• Given text:
■ ■ ■

He’s a witty interview. When asked whether he would fight Holmes again, he said no, Holmes’ hands couldn’t take it. When he was accused of talking to Holmes during the fight, he said, “Every time I wanted to say something, I found it hard because he kept putting his left hand in my mouth.” Comparing Holmes to Shavers, he said, “No one hits like Shavers. If anybody hit as hard as Shavers, I’d shoot him.” And when an ugly fight of his caused Howard Cossell to quit announcing boxing matches, he allegedly offered to join the NFL as well to make Cossell quit announcing football.
Cobb appeared in many movies, most often as the silent, mean presence he was in Raising Arizona. He was in Ace Venture: Pet Detective; Uncommon Valor; Liar Liar; Fletch Lives and several tv shows.
Pete Dexter reluctantly tells a story about how Tex Cobb had his back. Dexter is a former columnist for the Philadelphia Daily News and other papers who became a successful author, screenwriter and National Book Award Winner. He wrote this story in a blog piece called “The Night Tex Cobb Saved My Life.” The events in this story allegedly caused Dexter to quit writing columns and started writing fiction. It was the night he was nearly beaten to death.
On a December night in the early 80’s, Dexter went to a Philly bar to talk to the bartender, the brother of a recent homicide victim. He had written about a Philly neighborhood known as Greys Ferry, and he mentioned in the article a recent murder victim who had been a good guy, but who was “stoned all the time.” The bartender and his mother called Dexter to scream at him–how dare he suggest the victim was an addict–and he went to the bar to talk the guy down.

■ ■ ■

• Data under study:
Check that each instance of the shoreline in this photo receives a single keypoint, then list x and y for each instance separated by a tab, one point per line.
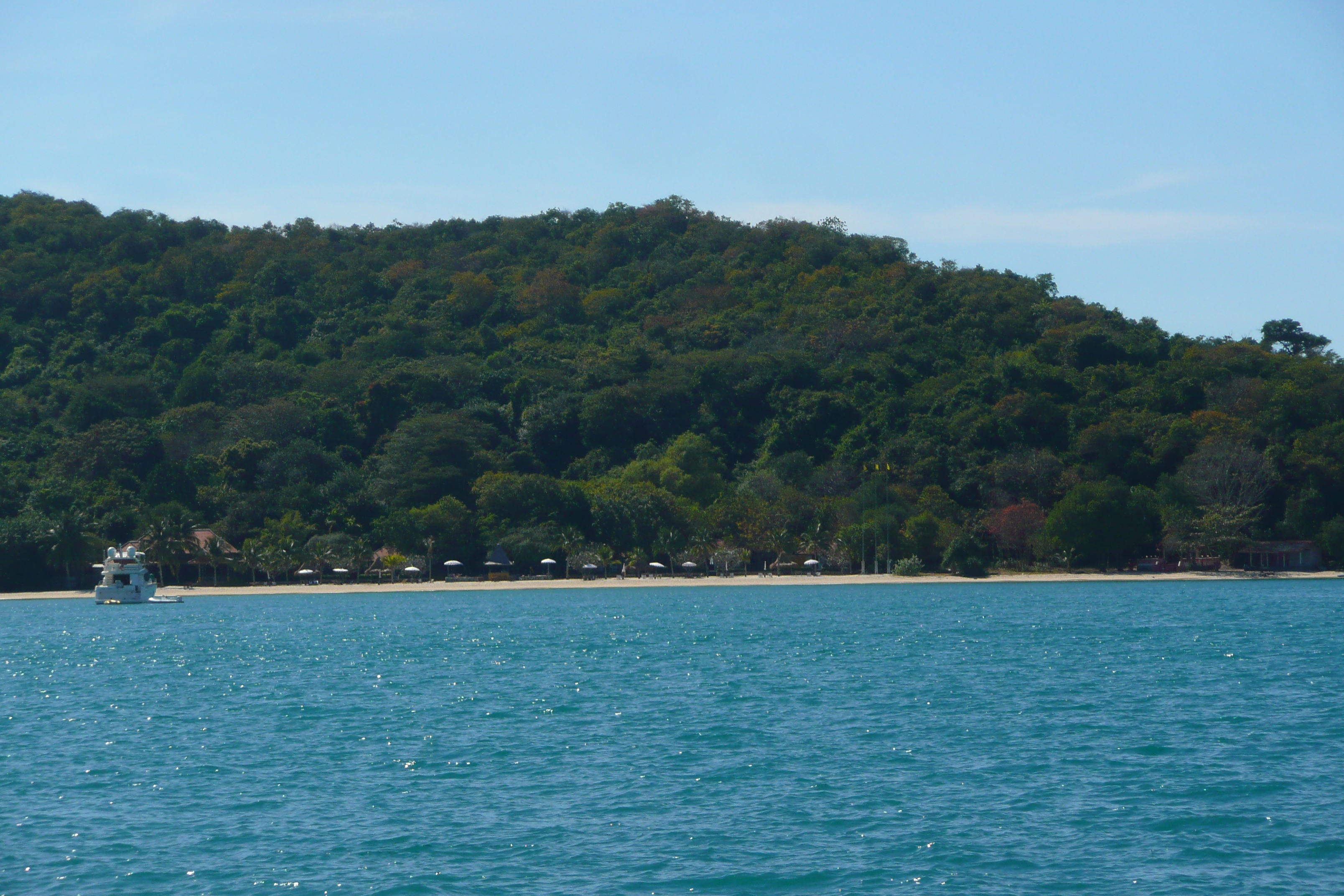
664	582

■ ■ ■

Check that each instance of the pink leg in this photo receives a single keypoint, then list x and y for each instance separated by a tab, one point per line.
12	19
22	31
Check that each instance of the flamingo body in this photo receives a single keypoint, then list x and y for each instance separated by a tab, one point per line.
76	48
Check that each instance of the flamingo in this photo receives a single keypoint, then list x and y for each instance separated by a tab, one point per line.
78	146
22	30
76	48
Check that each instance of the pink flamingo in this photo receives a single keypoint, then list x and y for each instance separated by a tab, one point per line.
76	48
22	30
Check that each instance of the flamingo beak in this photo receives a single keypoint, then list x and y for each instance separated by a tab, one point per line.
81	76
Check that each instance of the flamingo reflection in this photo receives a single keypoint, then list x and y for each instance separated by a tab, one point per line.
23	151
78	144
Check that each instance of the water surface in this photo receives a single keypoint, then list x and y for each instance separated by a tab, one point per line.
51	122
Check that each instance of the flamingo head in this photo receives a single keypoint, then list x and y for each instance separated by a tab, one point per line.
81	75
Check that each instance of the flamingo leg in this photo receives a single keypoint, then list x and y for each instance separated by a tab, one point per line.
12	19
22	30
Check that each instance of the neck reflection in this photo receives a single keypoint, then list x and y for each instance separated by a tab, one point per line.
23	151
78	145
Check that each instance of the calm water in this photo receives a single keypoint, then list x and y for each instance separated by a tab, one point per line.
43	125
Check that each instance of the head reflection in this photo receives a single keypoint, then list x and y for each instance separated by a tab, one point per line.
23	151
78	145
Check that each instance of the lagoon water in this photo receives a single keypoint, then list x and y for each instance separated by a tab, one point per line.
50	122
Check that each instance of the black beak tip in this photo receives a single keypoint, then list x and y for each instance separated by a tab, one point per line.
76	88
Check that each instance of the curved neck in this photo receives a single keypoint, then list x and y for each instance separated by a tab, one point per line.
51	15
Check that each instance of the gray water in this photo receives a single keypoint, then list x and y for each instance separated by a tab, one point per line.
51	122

■ ■ ■

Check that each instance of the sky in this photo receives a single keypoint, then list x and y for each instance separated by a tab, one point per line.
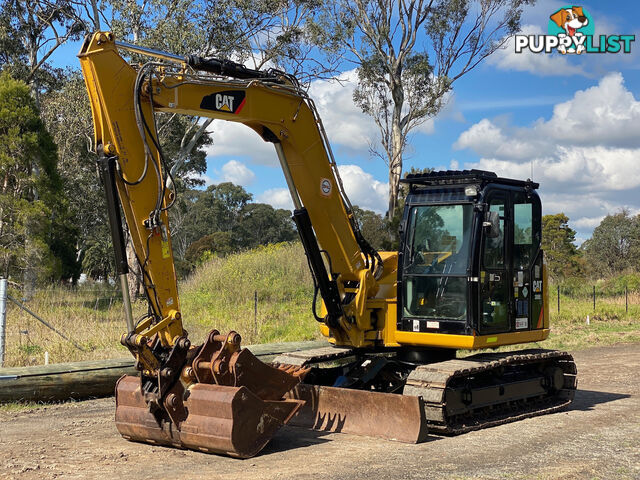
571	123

■ ■ ■

In the text about Tex Cobb, what title did Pete Dexter give the blog piece in which he told his story? You can disregard the items.

"The Night Tex Cobb Saved My Life."